* WHAT IS BEING ASKED *
From the document-processing workflow passage, answer:
1. What default quota does the startDocumentAnalysis API have?
2. Where does the workflow store the task token when it pauses?
3. Through which service does the workflow send its completion notification?

* PASSAGE FOR REVIEW *
........

The Distributed Map runs up to 10 child workflows concurrently, controlled by the maxConcurrency setting. Although Step Functions supports running up to 10,000 child workflow executions, the practical concurrency for this solution is constrained by Amazon Textract quotas. The startDocumentAnalysis API has a default quota of 10 requests per second (RPS), which means you must consider this limit when scaling your document processing workloads and potentially request quota increases for higher throughput requirements.

const distributedMap = new sfn.DistributedMap(this, "DistributedMap", {
  mapExecutionType: sfn.StateMachineType.STANDARD,
  maxConcurrency: 10,
  itemReader: new sfn.S3JsonItemReader({
    bucket: sourceBucket,
    key: "manifest.json",
  }),
  resultPath: "$.files",
}

Running Amazon Bedrock batch inference

When all of the Amazon Textract jobs finish, the Distributed Map state creates an Amazon Bedrock batch inference input file, launches the Amazon Bedrock inference job, and waits for it to complete.

  1. A Lambda function collects text results from Amazon S3 and creates an Amazon Bedrock batch inference input file with custom prompts.
  2. The workflow starts the Amazon Bedrock batch inference job by calling createModelInvocationJob and sending the batch inference input file as input.
  3. The workflow pauses and stores the task token in DynamoDB.
  4. An EventBridge rule matches completed Amazon Bedrock batch inference events, and upon job completion and triggers a Lambda function. The Lambda function retrieves the task token and resumes the workflow, as shown in the following figure.

Lambda function retrieves the task token and resumes the workflow

A batch inference input is a single jsonl file with multiple entries such as the following example. The prompt in each inference request instructs the large language model (LLM) to analyze the paper and extract metadata. Read the full prompt template in the GitHub repository.

{
  "recordId": "c1b8a3b2086141f963",
  "modelInput": {
    "messages": [
      {
        "role": "user",
        "content": [
          {
            "text": "Analyze the following research paper transcript and extract metadata about code and dataset availability. Extract the following metadata from this research paper transcript:\n\n1. **has_code**: Does the paper mention or link to source code? (true/false) ...... Return only valid JSON matching the schema above. Do not include any text outside of the JSON structure."
          }
        ]
      }
    ],
    "inferenceConfig": { "maxTokens": 4096 }
  }
}

Populating the Amazon Bedrock Knowledge Base

After the batch inference completes, the workflow does the following:

  1. Extracts inference results and creates metadata files based on the Amazon Bedrock inference results (example metadata shown in the following figure).
  2. Starts an Amazon Bedrock Knowledge Base ingestion job.
  3. Monitors the ingestion job status using Step Functions Wait and Choice states.
  4. Sends a completion notification through Amazon SNS.

Populating the Amazon Bedrock Knowledge Base

The following shows the example metadata format:

{
  "metadataAttributes": {
    "has_code": true,
    "has_dataset": false,
    "code_availability": "publicly_available",
    "dataset_availability": "not_available",
    "research_type": "methodology",
    "is_reproducible": true,
    "code_repository_url": "https://github.com/amazon-science/PIXELS"

........

[Stored data entries]

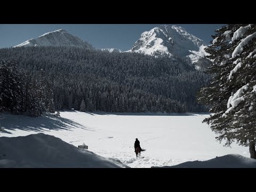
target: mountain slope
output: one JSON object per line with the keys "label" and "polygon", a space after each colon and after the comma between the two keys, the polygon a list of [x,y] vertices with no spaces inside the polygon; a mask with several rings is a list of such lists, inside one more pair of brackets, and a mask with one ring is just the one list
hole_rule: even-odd
{"label": "mountain slope", "polygon": [[116,48],[103,48],[101,49],[102,51],[107,51],[110,53],[122,53],[122,50]]}
{"label": "mountain slope", "polygon": [[33,38],[16,45],[15,47],[36,46],[75,46],[81,48],[94,49],[92,45],[69,34],[63,29],[47,33],[36,38]]}
{"label": "mountain slope", "polygon": [[[177,26],[161,25],[143,33],[131,50],[153,56],[176,55],[196,64],[206,55],[203,40]],[[205,61],[205,60],[204,61]]]}

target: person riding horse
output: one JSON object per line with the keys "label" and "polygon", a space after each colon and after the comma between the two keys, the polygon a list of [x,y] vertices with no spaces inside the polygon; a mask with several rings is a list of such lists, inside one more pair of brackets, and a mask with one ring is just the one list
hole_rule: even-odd
{"label": "person riding horse", "polygon": [[139,147],[140,148],[140,141],[138,140],[137,138],[136,138],[136,140],[135,140],[135,143],[134,143],[134,152],[135,151],[136,148],[138,147]]}

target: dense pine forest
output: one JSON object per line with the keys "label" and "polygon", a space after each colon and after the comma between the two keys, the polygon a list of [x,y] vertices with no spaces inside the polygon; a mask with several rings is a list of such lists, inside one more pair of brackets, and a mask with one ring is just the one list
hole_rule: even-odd
{"label": "dense pine forest", "polygon": [[0,60],[1,110],[207,111],[195,96],[209,75],[179,58],[30,47],[0,49]]}

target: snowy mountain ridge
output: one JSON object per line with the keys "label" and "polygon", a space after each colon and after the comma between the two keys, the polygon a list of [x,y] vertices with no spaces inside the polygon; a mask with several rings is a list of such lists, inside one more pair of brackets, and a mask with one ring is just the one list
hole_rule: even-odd
{"label": "snowy mountain ridge", "polygon": [[92,50],[95,49],[90,43],[80,39],[75,35],[70,34],[64,29],[59,29],[46,33],[39,36],[37,38],[26,41],[22,43],[15,46],[14,47],[36,46],[67,46]]}
{"label": "snowy mountain ridge", "polygon": [[196,65],[196,68],[199,68],[197,63],[207,55],[204,50],[205,45],[203,40],[181,27],[161,25],[141,34],[141,37],[127,52],[155,57],[177,55],[187,58]]}
{"label": "snowy mountain ridge", "polygon": [[121,50],[116,48],[103,48],[101,49],[102,51],[107,51],[110,53],[122,53]]}

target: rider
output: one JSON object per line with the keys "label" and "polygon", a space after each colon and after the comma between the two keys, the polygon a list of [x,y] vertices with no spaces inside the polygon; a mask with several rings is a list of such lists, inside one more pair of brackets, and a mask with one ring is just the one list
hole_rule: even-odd
{"label": "rider", "polygon": [[135,151],[136,148],[139,147],[140,148],[140,141],[138,140],[138,138],[136,138],[136,140],[135,140],[134,142],[134,152]]}

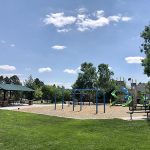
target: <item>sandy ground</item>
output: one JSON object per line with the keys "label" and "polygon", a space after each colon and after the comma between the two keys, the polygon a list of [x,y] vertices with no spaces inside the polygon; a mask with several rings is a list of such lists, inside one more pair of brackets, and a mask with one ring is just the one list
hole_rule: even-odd
{"label": "sandy ground", "polygon": [[[19,108],[19,109],[18,109]],[[58,116],[65,118],[74,118],[74,119],[113,119],[119,118],[124,120],[130,120],[130,114],[128,107],[122,106],[112,106],[106,105],[106,113],[104,113],[104,106],[99,105],[98,114],[96,114],[96,106],[95,105],[84,105],[82,111],[80,111],[80,106],[77,105],[75,107],[75,111],[73,111],[72,105],[64,105],[64,109],[62,110],[61,105],[57,105],[57,110],[54,110],[54,105],[31,105],[31,106],[14,106],[11,108],[4,108],[8,110],[14,111],[22,111],[22,112],[30,112],[36,114],[44,114],[50,116]],[[143,120],[146,119],[145,113],[135,113],[133,114],[133,120]]]}

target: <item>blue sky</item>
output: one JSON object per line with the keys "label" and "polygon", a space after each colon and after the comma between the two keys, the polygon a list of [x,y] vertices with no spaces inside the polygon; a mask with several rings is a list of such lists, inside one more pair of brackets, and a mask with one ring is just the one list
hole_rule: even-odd
{"label": "blue sky", "polygon": [[80,64],[109,64],[115,78],[143,75],[140,33],[149,0],[0,0],[0,74],[69,87]]}

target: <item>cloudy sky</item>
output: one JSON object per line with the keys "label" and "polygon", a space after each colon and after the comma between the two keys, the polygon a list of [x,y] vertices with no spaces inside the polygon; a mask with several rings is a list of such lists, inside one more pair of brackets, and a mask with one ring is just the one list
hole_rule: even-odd
{"label": "cloudy sky", "polygon": [[115,78],[148,81],[140,33],[149,6],[149,0],[0,0],[0,74],[69,87],[87,61],[109,64]]}

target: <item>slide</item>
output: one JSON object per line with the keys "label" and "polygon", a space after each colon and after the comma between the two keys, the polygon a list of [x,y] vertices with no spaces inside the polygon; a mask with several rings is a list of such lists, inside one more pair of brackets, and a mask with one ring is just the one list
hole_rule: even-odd
{"label": "slide", "polygon": [[132,102],[132,96],[128,96],[128,100],[122,104],[123,107],[127,107],[130,105],[130,103]]}
{"label": "slide", "polygon": [[116,90],[114,90],[112,93],[111,93],[111,95],[116,99],[115,101],[113,101],[112,103],[111,103],[111,106],[114,106],[115,104],[117,104],[117,102],[118,102],[118,100],[119,100],[119,97],[116,95]]}

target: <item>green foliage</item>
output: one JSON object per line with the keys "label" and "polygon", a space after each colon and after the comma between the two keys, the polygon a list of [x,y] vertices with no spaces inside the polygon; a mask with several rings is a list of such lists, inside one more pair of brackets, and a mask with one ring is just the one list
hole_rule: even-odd
{"label": "green foliage", "polygon": [[100,64],[98,71],[92,63],[81,64],[81,72],[73,85],[73,88],[99,88],[103,92],[109,92],[116,88],[116,82],[112,79],[114,73],[107,64]]}
{"label": "green foliage", "polygon": [[35,99],[39,100],[42,98],[43,92],[41,88],[37,88],[34,92]]}
{"label": "green foliage", "polygon": [[147,82],[146,91],[150,94],[150,81]]}
{"label": "green foliage", "polygon": [[0,110],[1,150],[149,150],[150,122],[78,120]]}
{"label": "green foliage", "polygon": [[145,53],[142,66],[144,66],[144,73],[150,77],[150,25],[145,27],[141,37],[144,39],[143,44],[141,44],[141,52]]}

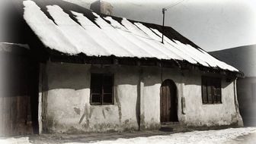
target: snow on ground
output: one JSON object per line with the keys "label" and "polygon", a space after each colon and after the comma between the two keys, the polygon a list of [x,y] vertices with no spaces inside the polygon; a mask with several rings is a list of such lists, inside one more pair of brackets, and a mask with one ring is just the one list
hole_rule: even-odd
{"label": "snow on ground", "polygon": [[[251,136],[256,136],[256,127],[244,127],[244,128],[229,128],[226,130],[205,130],[205,131],[192,131],[187,133],[178,133],[174,134],[165,135],[165,136],[153,136],[149,137],[136,137],[131,139],[119,138],[115,140],[103,140],[90,142],[94,144],[108,144],[108,143],[199,143],[199,144],[224,144],[224,143],[243,143],[242,142],[237,142],[240,136],[246,136],[250,138],[249,134],[253,134]],[[75,140],[78,142],[66,142],[66,144],[82,144],[85,143],[82,139],[86,137],[77,138]],[[38,138],[39,139],[39,138]],[[234,140],[235,139],[235,140]],[[255,138],[251,139],[256,140]],[[0,143],[4,144],[30,144],[29,137],[20,137],[20,138],[8,138],[5,139],[0,138]],[[48,142],[47,142],[48,143]],[[59,143],[59,142],[58,142]],[[246,143],[246,142],[245,142]],[[252,142],[254,143],[254,142]]]}
{"label": "snow on ground", "polygon": [[[221,130],[193,131],[187,133],[179,133],[168,136],[154,136],[150,137],[136,137],[133,139],[117,139],[117,140],[99,141],[94,143],[224,143],[238,136],[248,135],[256,133],[255,128],[230,128]],[[75,144],[75,143],[69,143]]]}

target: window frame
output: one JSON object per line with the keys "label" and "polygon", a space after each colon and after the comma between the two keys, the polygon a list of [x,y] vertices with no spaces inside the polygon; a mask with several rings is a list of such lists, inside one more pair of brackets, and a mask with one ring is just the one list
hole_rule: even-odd
{"label": "window frame", "polygon": [[[216,88],[215,88],[214,86],[216,86]],[[206,92],[203,92],[205,90],[204,86],[206,86]],[[210,90],[208,90],[209,87],[210,88]],[[216,89],[213,90],[213,89]],[[218,91],[219,92],[218,92]],[[215,94],[215,92],[216,93]],[[210,93],[211,95],[209,95],[209,93]],[[206,95],[205,95],[205,94],[206,94]],[[203,105],[222,104],[222,79],[219,77],[202,76],[201,95],[202,95]],[[205,98],[206,99],[205,99]],[[210,100],[209,98],[210,98],[211,100]]]}
{"label": "window frame", "polygon": [[[91,79],[94,74],[98,74],[101,75],[101,92],[100,93],[101,97],[101,102],[92,102],[92,95],[94,94],[92,92],[92,84],[91,84]],[[103,80],[104,76],[110,76],[112,79],[112,84],[111,84],[111,102],[107,103],[104,102],[104,95],[110,94],[110,93],[104,93],[104,84],[103,84]],[[91,83],[90,83],[90,105],[114,105],[114,74],[111,73],[91,73]],[[97,93],[94,93],[97,94]]]}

........

* RESPONSE TO THIS TASK *
1. 10 requests per second (RPS).
2. In DynamoDB.
3. Amazon SNS.